Start of Entries provided

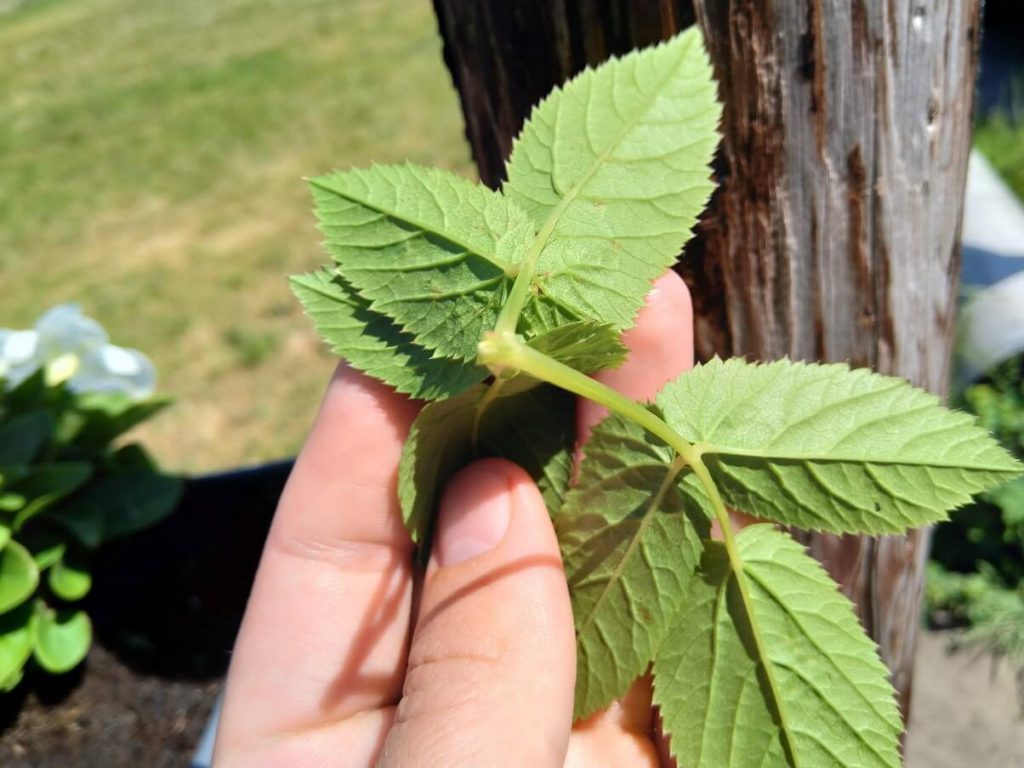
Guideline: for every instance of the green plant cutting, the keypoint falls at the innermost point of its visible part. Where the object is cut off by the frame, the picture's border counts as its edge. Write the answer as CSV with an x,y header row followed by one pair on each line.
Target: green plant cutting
x,y
495,306
68,484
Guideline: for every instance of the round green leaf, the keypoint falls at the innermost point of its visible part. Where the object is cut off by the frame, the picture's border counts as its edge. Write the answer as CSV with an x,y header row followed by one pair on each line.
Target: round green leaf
x,y
11,502
18,576
70,581
15,644
62,638
45,544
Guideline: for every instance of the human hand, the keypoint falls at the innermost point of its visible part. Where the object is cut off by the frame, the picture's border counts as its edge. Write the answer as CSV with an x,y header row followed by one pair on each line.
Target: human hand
x,y
347,657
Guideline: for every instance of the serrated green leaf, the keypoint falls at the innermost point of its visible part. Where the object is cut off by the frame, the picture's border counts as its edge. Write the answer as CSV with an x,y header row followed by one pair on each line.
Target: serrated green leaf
x,y
375,344
613,168
61,638
15,644
118,505
44,544
45,484
429,249
823,448
820,697
584,345
25,436
69,579
630,534
529,424
18,576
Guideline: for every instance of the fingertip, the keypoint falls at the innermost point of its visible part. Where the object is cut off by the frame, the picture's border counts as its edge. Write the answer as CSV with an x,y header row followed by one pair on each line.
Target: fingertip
x,y
660,347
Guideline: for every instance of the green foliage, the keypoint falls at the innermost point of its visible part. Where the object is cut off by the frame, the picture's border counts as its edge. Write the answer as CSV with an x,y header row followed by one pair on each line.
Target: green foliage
x,y
976,577
67,487
777,625
426,248
630,534
758,658
823,448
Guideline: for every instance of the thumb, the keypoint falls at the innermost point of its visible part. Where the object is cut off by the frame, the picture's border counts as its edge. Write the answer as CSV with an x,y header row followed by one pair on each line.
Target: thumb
x,y
493,658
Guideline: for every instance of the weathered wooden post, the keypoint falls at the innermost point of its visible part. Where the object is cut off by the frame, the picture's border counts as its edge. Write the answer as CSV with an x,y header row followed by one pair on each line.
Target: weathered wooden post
x,y
835,232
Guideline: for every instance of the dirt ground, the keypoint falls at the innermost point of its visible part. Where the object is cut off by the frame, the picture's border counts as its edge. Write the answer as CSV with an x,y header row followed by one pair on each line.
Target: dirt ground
x,y
964,717
966,711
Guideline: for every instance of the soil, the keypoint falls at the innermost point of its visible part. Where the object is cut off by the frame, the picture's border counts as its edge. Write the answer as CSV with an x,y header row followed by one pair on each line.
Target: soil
x,y
115,718
966,713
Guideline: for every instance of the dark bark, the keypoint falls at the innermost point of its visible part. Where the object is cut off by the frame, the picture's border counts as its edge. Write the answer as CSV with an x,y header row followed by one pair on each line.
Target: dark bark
x,y
835,232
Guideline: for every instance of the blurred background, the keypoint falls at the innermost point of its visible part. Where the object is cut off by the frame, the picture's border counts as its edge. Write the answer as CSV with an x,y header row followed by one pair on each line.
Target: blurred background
x,y
152,157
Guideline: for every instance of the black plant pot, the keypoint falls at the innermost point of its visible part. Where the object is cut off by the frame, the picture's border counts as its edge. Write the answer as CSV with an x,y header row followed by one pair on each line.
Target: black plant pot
x,y
169,600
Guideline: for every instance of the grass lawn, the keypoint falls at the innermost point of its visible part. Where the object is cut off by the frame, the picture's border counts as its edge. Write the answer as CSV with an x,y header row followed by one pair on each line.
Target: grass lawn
x,y
151,164
1000,139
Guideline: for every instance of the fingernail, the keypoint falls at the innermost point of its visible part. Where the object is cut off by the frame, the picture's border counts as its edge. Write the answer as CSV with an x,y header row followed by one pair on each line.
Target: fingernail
x,y
474,512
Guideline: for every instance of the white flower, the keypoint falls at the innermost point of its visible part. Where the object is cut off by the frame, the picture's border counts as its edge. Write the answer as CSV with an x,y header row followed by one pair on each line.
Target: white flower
x,y
75,348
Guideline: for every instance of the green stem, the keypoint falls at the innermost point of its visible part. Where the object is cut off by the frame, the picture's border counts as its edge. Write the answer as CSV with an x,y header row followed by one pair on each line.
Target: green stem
x,y
503,351
736,564
489,396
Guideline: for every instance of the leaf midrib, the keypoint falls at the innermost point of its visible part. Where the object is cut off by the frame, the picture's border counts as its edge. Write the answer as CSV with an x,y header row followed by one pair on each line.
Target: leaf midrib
x,y
544,235
471,250
712,450
673,470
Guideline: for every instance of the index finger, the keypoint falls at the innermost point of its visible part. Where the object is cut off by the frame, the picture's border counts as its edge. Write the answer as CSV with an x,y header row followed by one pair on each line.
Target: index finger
x,y
326,629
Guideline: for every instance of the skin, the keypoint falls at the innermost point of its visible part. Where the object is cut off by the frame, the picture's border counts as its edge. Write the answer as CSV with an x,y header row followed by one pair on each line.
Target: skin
x,y
348,657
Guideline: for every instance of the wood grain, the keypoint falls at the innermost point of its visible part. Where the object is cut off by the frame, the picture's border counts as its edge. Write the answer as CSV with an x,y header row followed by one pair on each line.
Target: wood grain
x,y
835,232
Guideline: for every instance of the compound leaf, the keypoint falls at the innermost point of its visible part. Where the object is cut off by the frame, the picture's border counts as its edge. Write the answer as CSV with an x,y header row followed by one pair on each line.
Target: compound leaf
x,y
15,644
613,168
819,695
429,249
25,435
630,534
826,448
69,579
529,424
45,484
374,343
585,345
117,505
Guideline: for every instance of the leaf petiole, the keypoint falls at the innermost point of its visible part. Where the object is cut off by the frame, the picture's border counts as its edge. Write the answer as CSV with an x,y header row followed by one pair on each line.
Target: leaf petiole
x,y
503,351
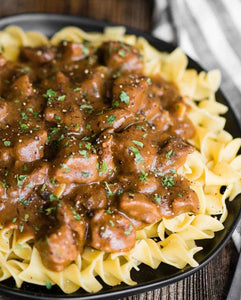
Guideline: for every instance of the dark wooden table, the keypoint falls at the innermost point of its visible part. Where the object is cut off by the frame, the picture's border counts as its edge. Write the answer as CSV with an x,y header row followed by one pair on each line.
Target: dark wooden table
x,y
213,281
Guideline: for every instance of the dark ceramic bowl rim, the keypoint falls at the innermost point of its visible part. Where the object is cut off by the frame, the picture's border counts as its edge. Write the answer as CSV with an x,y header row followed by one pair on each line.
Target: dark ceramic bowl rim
x,y
126,290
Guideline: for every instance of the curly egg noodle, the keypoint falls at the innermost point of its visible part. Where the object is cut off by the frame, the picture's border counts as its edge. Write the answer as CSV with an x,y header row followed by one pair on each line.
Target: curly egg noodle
x,y
214,163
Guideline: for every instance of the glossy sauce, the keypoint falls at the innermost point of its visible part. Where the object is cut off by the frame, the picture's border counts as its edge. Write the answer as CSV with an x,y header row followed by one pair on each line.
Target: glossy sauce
x,y
89,148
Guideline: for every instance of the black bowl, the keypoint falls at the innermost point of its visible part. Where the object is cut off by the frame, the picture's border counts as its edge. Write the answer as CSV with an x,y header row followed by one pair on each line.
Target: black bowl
x,y
147,278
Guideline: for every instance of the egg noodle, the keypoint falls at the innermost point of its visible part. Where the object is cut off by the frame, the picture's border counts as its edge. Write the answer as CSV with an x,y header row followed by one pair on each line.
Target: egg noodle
x,y
214,164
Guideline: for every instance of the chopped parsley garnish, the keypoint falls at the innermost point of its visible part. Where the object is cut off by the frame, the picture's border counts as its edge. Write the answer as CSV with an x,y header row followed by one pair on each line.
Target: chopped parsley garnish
x,y
127,232
88,145
3,183
77,89
111,119
61,98
86,106
48,284
143,176
50,210
50,94
109,192
20,179
115,103
168,181
124,97
85,174
84,153
122,53
85,51
76,215
169,154
24,202
157,198
138,156
64,166
52,198
104,168
19,246
138,143
24,116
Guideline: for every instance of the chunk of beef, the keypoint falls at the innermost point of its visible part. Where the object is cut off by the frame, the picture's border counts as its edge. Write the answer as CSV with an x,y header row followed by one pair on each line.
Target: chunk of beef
x,y
139,207
69,216
21,88
176,196
94,85
23,184
129,92
104,151
63,244
30,147
114,119
172,154
91,197
76,162
134,150
2,60
117,55
74,51
111,232
58,249
3,110
38,55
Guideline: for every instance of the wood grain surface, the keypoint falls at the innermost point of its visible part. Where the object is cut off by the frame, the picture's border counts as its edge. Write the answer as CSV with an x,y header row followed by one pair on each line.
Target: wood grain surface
x,y
213,281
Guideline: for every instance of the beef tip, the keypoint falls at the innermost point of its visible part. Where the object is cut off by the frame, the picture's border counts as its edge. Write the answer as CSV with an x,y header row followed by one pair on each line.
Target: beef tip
x,y
176,196
113,119
117,55
3,110
69,216
21,88
38,55
111,232
134,150
23,184
172,154
2,60
104,151
94,85
58,249
91,197
74,51
76,162
139,207
70,116
130,92
148,186
30,147
6,155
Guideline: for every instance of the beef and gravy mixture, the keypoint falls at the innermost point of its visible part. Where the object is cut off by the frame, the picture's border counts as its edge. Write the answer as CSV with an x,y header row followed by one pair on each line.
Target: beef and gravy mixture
x,y
89,149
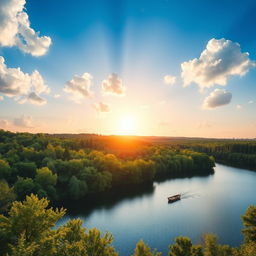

End of Entries provided

Task instructions: Output the data above exactly, beginning at its first line and ending with the line that holds "Guideline: for every instance of the green foliage, the". Leave out the pictures and add nothing.

Solution:
Guideline: for every instance of the green plant cutting, the keypoint falls at the innermost point of its visible part. Where the object is cut off by the frame, the picture's border counts as its edge. Write the answer as CSV with an x,y header row followed by one pair on each line.
Target: green plant cutting
x,y
495,306
68,484
Guideline: for every instance of the round green leaf, the keypoint falls at the innermost point of its visible part. Where the object is cut off by the frame, the picture's border counts as its edge. Write the answer as CSV with an x,y header row followed by one pair on each line.
Target: round green leaf
x,y
11,502
18,576
70,581
15,644
62,638
45,544
Guideline: for every instance of the human hand, the keypoint falls at the innermost point of its visible part. Where the object is cut off by the frame, the picture's border counts as its edge. Write the answer as CSV with an x,y header row followed by one pair on each line.
Target: human hand
x,y
347,657
Guideline: for every instance of the serrated green leaf, the keypoint falls at the innermost point of its visible part. Where the object is cut off by the frame, the picture's border counts as its edge. Write the answer as CSV with an x,y header row followed by one pair on each line.
Target: serrated green leaf
x,y
375,344
613,168
61,638
15,644
118,505
44,544
45,484
429,249
823,448
820,697
584,345
25,436
69,579
630,534
529,424
18,576
Guideline: for every instance of the fingertip, the keypoint falls at the innermost point of its visible part. Where the object is cut off by the frame, the picture's border counts as its edge. Write the answer as CSV with an x,y header row followed by one pair on each line.
Target: fingertip
x,y
660,347
Guideline: for every instance of the green foliage, the keypoint falls at the innermost point of its visible part. Where the object is cut off by the frame, the picture's border counts as its edge. Write the answer as CSV with an x,y header row followed by one pair on each line.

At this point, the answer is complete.